Problem requirements:
Pick out every line in the entries below that contains the word "dining", matching case exactly, and copy each of those lines.

[Records from a data collection]

"""

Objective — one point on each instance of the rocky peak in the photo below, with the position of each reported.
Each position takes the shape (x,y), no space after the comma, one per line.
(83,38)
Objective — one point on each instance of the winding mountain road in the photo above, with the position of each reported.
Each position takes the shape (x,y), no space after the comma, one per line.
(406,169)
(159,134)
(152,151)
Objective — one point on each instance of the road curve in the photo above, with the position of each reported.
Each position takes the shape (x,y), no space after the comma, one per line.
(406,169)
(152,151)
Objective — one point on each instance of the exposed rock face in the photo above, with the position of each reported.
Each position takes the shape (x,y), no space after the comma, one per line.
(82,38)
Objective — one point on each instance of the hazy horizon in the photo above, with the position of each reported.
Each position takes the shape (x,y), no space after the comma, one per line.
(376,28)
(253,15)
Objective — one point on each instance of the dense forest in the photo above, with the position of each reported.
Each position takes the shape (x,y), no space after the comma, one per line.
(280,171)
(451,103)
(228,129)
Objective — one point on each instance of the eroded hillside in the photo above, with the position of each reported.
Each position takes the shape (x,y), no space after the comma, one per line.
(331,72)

"""
"""

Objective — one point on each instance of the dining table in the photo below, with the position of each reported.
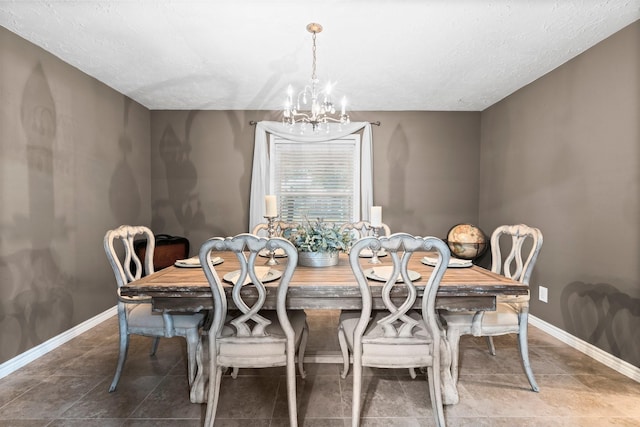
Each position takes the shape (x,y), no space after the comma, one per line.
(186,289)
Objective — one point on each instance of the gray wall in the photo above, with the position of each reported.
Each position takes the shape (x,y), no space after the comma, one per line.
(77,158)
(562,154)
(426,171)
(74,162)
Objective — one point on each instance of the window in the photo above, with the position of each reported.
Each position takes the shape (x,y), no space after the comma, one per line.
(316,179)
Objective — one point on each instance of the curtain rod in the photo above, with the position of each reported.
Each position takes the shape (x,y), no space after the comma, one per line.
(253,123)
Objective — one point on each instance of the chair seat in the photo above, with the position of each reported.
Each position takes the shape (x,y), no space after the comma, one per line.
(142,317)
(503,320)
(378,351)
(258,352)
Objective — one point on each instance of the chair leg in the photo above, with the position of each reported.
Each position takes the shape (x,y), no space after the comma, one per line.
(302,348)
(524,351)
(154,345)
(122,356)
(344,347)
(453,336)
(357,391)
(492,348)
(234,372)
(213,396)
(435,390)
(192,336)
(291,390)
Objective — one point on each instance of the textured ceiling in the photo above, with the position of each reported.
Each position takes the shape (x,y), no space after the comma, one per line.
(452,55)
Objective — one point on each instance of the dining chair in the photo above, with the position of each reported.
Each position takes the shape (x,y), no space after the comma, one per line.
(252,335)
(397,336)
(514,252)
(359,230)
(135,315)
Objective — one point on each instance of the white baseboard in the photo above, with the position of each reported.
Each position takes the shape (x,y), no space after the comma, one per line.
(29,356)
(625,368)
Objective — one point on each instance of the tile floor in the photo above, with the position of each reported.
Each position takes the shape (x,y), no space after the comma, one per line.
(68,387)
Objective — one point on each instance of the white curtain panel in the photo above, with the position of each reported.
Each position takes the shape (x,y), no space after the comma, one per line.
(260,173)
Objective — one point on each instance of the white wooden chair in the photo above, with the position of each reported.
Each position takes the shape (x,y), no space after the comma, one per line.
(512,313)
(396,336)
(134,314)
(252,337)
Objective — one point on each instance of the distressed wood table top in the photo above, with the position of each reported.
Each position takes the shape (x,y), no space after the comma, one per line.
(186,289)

"""

Written reply:
Objective — one point on each instance of the dining table in the photo below, with the position of each reported.
Objective — one point on each instance of the dining chair in the photo above, with the position of each reported.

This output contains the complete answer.